What the exercise asks:
Produce a word-for-word restatement of the lines from the line with "in [568, 171]." to the end of the listing below, inclusive.

Given records:
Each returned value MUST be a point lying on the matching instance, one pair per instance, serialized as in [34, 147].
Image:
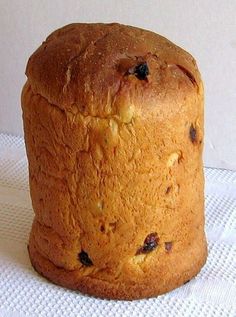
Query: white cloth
[24, 293]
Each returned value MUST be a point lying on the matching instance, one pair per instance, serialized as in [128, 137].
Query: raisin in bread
[113, 123]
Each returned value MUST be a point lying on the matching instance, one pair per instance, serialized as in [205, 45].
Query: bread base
[153, 286]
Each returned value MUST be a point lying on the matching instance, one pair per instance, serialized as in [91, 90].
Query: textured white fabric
[25, 293]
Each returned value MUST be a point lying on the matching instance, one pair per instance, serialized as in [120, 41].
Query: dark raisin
[150, 243]
[84, 259]
[168, 246]
[141, 71]
[193, 134]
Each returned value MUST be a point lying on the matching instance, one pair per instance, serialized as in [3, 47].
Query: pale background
[206, 28]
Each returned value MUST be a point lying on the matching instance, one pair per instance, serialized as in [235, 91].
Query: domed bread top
[95, 68]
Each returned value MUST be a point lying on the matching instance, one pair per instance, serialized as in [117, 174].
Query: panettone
[113, 123]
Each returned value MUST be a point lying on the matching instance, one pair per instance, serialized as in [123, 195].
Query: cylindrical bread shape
[113, 123]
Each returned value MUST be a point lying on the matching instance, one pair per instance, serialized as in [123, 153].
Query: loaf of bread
[113, 123]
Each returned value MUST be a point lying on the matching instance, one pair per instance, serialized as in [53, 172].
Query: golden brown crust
[114, 158]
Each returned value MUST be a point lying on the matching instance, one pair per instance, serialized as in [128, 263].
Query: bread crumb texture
[113, 123]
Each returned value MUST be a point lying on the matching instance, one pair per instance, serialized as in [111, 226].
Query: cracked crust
[111, 160]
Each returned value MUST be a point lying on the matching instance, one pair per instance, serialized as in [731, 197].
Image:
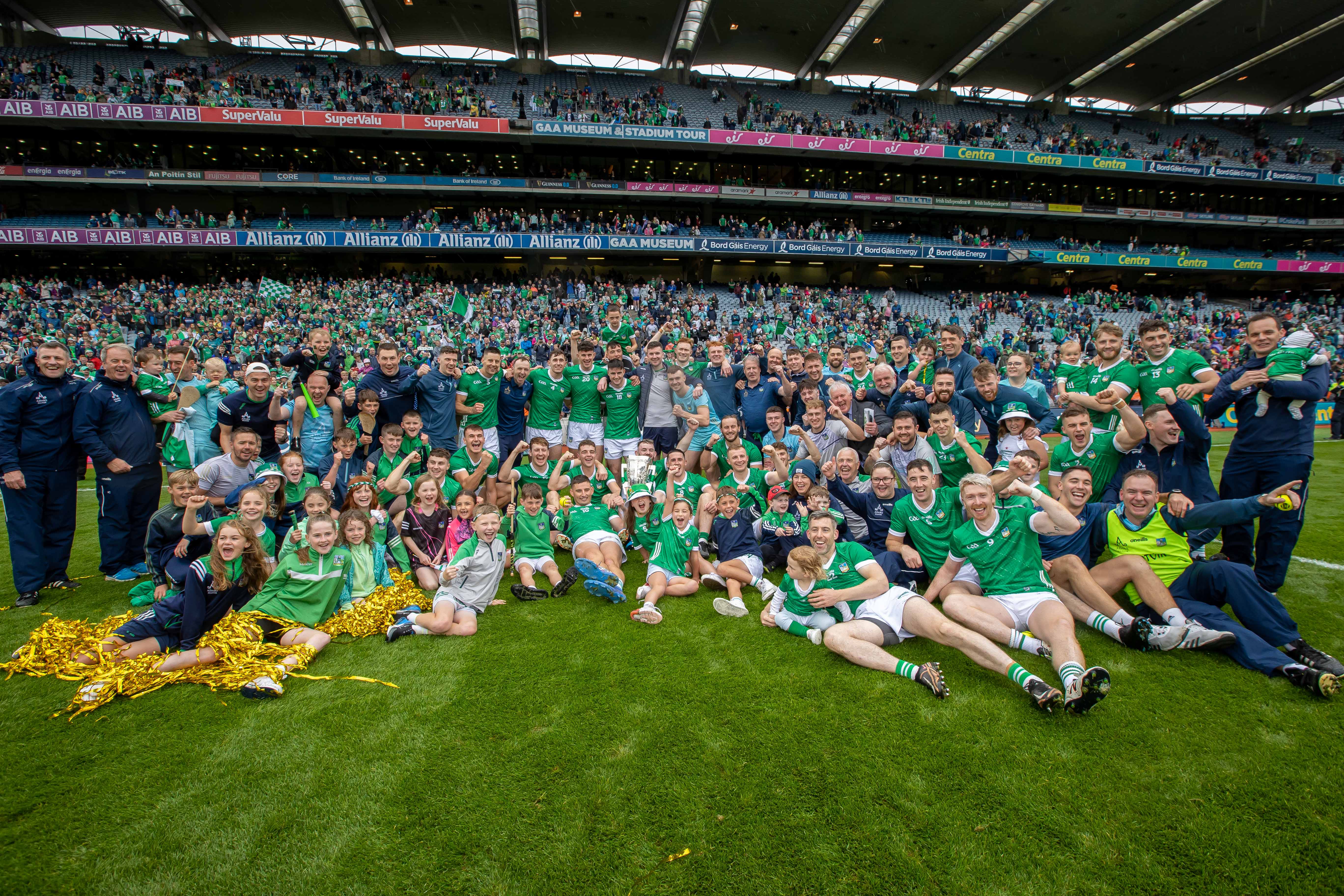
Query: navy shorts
[148, 625]
[664, 437]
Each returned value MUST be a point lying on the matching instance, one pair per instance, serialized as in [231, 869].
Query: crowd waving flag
[273, 289]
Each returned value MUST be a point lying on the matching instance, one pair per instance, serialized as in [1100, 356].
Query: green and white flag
[462, 306]
[273, 289]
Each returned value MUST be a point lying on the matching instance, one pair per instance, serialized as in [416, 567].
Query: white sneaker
[92, 691]
[263, 688]
[726, 608]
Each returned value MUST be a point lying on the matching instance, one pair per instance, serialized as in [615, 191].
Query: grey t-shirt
[659, 412]
[220, 476]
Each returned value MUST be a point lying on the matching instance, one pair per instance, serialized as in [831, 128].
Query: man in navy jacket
[42, 467]
[1267, 450]
[113, 428]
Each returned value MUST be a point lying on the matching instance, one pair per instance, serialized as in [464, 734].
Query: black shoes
[1310, 656]
[1323, 684]
[527, 593]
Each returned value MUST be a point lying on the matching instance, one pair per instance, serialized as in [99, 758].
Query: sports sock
[1104, 625]
[1019, 675]
[1025, 643]
[1069, 672]
[908, 670]
[1175, 617]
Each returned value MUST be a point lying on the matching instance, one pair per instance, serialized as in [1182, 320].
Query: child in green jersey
[670, 562]
[533, 551]
[1289, 362]
[791, 608]
[1069, 373]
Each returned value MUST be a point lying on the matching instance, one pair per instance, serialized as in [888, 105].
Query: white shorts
[580, 432]
[620, 448]
[492, 440]
[1021, 606]
[888, 612]
[755, 565]
[967, 574]
[600, 538]
[537, 563]
[553, 437]
[670, 574]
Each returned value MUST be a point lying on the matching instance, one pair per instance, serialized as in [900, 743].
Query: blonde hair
[807, 559]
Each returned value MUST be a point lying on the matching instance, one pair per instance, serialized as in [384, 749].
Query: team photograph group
[832, 490]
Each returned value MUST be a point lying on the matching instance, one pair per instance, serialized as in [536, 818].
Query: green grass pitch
[568, 750]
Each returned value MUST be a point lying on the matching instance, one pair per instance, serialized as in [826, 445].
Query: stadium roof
[1142, 54]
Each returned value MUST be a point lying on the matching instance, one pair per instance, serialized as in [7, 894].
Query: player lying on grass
[467, 585]
[533, 550]
[1003, 545]
[893, 616]
[214, 586]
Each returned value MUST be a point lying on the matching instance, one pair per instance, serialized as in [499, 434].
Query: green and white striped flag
[462, 306]
[273, 289]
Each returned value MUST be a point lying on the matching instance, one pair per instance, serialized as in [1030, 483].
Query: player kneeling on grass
[596, 545]
[304, 590]
[214, 586]
[533, 551]
[674, 563]
[740, 555]
[1005, 547]
[467, 585]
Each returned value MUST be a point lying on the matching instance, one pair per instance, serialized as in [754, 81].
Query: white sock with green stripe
[908, 670]
[1105, 625]
[1026, 643]
[1069, 672]
[1021, 676]
[1175, 618]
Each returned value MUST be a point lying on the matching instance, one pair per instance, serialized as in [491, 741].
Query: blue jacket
[396, 394]
[437, 400]
[1181, 467]
[37, 420]
[1276, 433]
[113, 422]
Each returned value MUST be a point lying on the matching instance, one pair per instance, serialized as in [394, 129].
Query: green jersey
[547, 400]
[928, 530]
[623, 336]
[1007, 555]
[952, 459]
[533, 534]
[478, 389]
[584, 395]
[1100, 456]
[843, 570]
[690, 488]
[589, 518]
[674, 547]
[1176, 369]
[460, 461]
[1074, 377]
[647, 529]
[623, 412]
[529, 473]
[752, 491]
[721, 450]
[1100, 378]
[304, 593]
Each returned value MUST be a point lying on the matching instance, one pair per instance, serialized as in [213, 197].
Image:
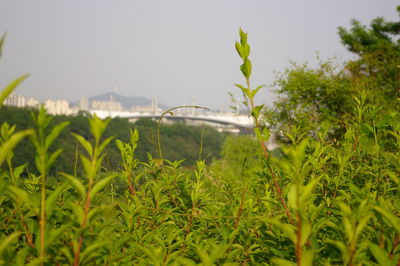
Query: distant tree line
[178, 141]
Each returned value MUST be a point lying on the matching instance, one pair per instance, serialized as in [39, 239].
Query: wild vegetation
[178, 140]
[330, 197]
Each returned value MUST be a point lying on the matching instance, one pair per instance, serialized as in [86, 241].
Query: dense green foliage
[323, 201]
[178, 140]
[309, 96]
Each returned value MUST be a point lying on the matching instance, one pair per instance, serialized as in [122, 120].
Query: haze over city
[177, 51]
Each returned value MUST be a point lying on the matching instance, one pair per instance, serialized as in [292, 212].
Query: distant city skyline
[175, 50]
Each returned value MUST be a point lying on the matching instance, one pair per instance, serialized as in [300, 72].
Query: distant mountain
[126, 101]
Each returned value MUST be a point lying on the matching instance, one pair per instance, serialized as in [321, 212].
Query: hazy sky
[175, 50]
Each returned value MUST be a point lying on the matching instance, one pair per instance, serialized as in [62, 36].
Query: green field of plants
[330, 195]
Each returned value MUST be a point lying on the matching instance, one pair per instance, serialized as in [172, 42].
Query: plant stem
[298, 243]
[84, 221]
[42, 222]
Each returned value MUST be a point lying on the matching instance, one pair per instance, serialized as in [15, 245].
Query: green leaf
[307, 191]
[10, 88]
[245, 90]
[243, 37]
[100, 185]
[104, 145]
[380, 255]
[55, 132]
[4, 243]
[86, 144]
[20, 194]
[19, 170]
[51, 200]
[246, 68]
[76, 183]
[282, 262]
[90, 249]
[307, 257]
[239, 49]
[393, 219]
[256, 111]
[3, 38]
[53, 157]
[77, 209]
[87, 166]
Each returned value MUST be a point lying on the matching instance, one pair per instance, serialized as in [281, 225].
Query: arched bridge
[241, 122]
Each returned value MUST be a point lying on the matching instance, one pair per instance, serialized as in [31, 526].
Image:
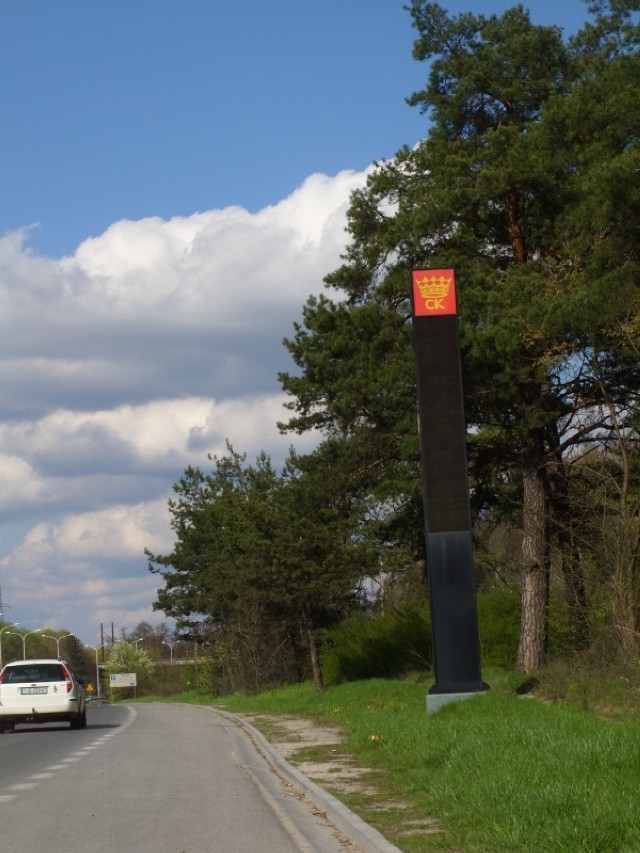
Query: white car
[41, 691]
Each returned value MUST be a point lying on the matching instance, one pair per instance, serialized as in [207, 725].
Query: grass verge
[497, 773]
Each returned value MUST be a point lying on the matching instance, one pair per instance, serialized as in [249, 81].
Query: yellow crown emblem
[434, 287]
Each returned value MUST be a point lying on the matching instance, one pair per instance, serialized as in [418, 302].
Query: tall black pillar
[456, 647]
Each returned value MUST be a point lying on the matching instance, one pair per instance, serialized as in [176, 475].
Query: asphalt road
[160, 778]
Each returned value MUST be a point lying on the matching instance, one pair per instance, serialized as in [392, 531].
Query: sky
[174, 180]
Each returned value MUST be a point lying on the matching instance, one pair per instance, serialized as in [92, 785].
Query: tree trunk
[535, 571]
[314, 653]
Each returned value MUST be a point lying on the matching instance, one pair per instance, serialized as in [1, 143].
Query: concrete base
[435, 701]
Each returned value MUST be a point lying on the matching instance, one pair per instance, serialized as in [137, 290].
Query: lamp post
[23, 637]
[96, 650]
[56, 640]
[6, 628]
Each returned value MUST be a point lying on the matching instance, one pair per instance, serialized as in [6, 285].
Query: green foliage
[525, 183]
[128, 657]
[499, 626]
[494, 773]
[391, 643]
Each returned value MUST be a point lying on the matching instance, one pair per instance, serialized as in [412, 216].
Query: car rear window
[39, 672]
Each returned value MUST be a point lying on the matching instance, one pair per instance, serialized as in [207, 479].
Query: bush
[385, 645]
[499, 626]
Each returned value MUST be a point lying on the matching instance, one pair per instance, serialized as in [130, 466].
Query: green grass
[496, 774]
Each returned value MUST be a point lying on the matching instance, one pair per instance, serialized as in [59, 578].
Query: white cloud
[137, 355]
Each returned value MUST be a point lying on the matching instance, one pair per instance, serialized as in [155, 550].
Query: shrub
[499, 626]
[384, 645]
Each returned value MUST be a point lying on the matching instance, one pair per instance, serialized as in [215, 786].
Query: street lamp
[6, 628]
[96, 650]
[23, 637]
[56, 640]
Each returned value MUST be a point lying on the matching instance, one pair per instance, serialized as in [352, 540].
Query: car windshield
[36, 672]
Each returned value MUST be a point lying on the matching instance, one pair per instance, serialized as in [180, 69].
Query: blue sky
[174, 180]
[117, 109]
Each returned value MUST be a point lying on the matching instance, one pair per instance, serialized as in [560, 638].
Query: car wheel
[79, 721]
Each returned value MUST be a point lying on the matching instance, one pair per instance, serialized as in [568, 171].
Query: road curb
[348, 822]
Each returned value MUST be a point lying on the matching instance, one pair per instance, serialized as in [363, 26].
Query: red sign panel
[434, 292]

Response area:
Each returned value MUST be a point lying on the matching instance, one pair per instance, serialized as in [568, 171].
Query: road curb
[348, 822]
Each returned value MUST be a point lying on the matching instance, one pair per instance, serialized as in [363, 26].
Query: red sign panel
[434, 292]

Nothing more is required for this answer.